Start of RAW DATA

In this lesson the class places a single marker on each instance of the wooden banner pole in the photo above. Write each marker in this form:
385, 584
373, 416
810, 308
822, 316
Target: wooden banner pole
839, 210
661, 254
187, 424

End of RAW DATA

TASK PROMPT: Each entry must be printed again exactly as given.

SOLUTION FOR THIS PROBLEM:
In this lesson the class places a single marker on each instance of the wooden banner pole in the photo above. Write each marker in this form:
385, 584
373, 416
810, 308
822, 316
Target: wooden banner pole
839, 210
661, 254
187, 424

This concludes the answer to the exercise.